Text block section start

Small to medium datasets
When examples are similar to predictions
When quick setup is needed

Note: Choose k (number of neighbors) based on dataset size. Larger k reduces noise sensitivity.

Model Based Learning

Model Based Learning finds patterns in data to make predictions. Think of it like creating a rule book from examples.

Basic Types

Linear Models

from sklearn.linear_model import LinearRegression

class SimpleLinearModel:
    def __init__(self):
        self.model = LinearRegression()

    def train(self, X, y):
        """Learn pattern from data"""
        self.model.fit(X, y)

    def predict(self, x):
        """Make prediction using learned pattern"""
        return self.model.predict([x])[0]

# Example: House Price Prediction
sizes = [[1000], [1500], [2000]]  # Square feet
prices = [200000, 300000, 400000]  # Prices

predictor = SimpleLinearModel()
predictor.train(sizes, prices)
new_size = [1750]
price = predictor.predict(new_size)

Decision Trees

from sklearn.tree import DecisionTreeClassifier

class SimpleTreeModel:
    def __init__(self):
        self.model = DecisionTreeClassifier(max_depth=3)  # Keep it simple

    def train(self, X, y):
        """Learn decision rules"""
        self.model.fit(X, y)

    def predict(self, x):
        """Make decision using rules"""
        return self.model.predict([x])[0]

# Example: Loan Approval
data = [
    [50000, 3],  # [income, years_employed]
    [30000, 1],
    [70000, 5]
]
approved = ['yes', 'no', 'yes']

approver = SimpleTreeModel()
approver.train(data, approved)
new_application = [45000, 2]
decision = approver.predict(new_application)

When to Use

Linear Models
- Simple relationships
- Need explainable results
- Limited data available
Decision Trees
- Complex patterns
- Need clear rules
- Have enough data

Tips

Start simple
Use cross-validation
Check model assumptions
Monitor performance

Remember: Simpler models often work better than complex ones.

Text block section end
Recorded data section start

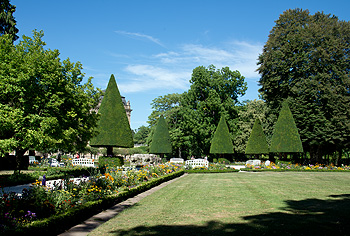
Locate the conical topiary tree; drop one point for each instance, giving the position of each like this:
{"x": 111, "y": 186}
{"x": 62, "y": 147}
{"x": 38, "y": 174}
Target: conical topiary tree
{"x": 286, "y": 138}
{"x": 257, "y": 143}
{"x": 161, "y": 143}
{"x": 222, "y": 141}
{"x": 113, "y": 126}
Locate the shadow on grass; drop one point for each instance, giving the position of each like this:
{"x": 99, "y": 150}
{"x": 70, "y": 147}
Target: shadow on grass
{"x": 305, "y": 217}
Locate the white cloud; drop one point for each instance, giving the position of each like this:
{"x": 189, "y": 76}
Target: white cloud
{"x": 172, "y": 70}
{"x": 238, "y": 55}
{"x": 139, "y": 36}
{"x": 148, "y": 77}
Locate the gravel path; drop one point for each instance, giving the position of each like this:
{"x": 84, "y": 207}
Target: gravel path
{"x": 95, "y": 221}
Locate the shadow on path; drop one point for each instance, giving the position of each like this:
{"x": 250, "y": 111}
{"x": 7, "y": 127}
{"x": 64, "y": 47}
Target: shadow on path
{"x": 304, "y": 217}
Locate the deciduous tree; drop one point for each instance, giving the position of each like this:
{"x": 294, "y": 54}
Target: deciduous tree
{"x": 306, "y": 59}
{"x": 221, "y": 142}
{"x": 7, "y": 21}
{"x": 161, "y": 143}
{"x": 213, "y": 93}
{"x": 43, "y": 103}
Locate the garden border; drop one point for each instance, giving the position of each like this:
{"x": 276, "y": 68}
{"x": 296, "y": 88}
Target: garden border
{"x": 57, "y": 224}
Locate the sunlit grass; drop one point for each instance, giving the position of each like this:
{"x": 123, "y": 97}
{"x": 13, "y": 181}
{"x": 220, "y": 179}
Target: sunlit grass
{"x": 239, "y": 203}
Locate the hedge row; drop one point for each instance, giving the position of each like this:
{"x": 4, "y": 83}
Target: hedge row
{"x": 295, "y": 170}
{"x": 57, "y": 224}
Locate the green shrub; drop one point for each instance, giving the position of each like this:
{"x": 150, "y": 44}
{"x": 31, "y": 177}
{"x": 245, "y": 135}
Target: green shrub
{"x": 57, "y": 224}
{"x": 111, "y": 162}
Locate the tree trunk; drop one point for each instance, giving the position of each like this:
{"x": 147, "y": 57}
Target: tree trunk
{"x": 109, "y": 151}
{"x": 19, "y": 158}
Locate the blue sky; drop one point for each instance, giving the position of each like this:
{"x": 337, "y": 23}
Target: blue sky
{"x": 152, "y": 46}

Recorded data section end

### Explore the material
- A) Reproduce the stretch of the model-based learning text from "Model Based Learning finds" through "self.model = LinearRegression()".
- B) List every item given under the "Tips" heading in the model-based learning text.
- C) Write the next part of the model-based learning text, continuing from where it stops.

### Written answers
- A)
Model Based Learning finds patterns in data to make predictions. Think of it like creating a rule book from examples.

Basic Types

Linear Models

from sklearn.linear_model import LinearRegression

class SimpleLinearModel:
    def __init__(self):
        self.model = LinearRegression()

- B)
- Start simple
- Use cross-validation
- Check model assumptions
- Monitor performance

- C)
Pickling

Pickling is a way to save Python objects to files and load them back later. Think of it like saving your game progress.

Basic Usage

import pickle

# Save object to file
def save_object(obj, filename):
    """Save any Python object to a file"""
    with open(filename, 'wb') as file:
        pickle.dump(obj, file)

# Load object from file
def load_object(filename):
    """Load a Python object from a file"""
    with open(filename, 'rb') as file:
        return pickle.load(file)

# Example Usage
model = {'name': 'MyModel', 'score': 0.95}
save_object(model, 'model.pkl')
loaded_model = load_object('model.pkl')

Common Use Cases

Save ML Models

from sklearn.linear_model import LinearRegression
import numpy as np

# Train and save model
model = LinearRegression()
X = np.array([[1], [2], [3]])
y = np.array([2, 4, 6])
model.fit(X, y)
save_object(model, 'linear_model.pkl')

# Load and use model later
loaded_model = load_object('linear_model.pkl')
prediction = loaded_model.predict([[4]])

Save Data Structures

# Save processed data
data = {
    'features': [1, 2, 3],
    'labels': ['A', 'B', 'C']
}
save_object(data, 'data.pkl')

Best Practices

File Extensions
- Use .pkl or .pickle
- Makes files easily identifiable
Error Handling

def safe_save(obj, filename):
    """Save with error handling"""
    try:
        save_object(obj, filename)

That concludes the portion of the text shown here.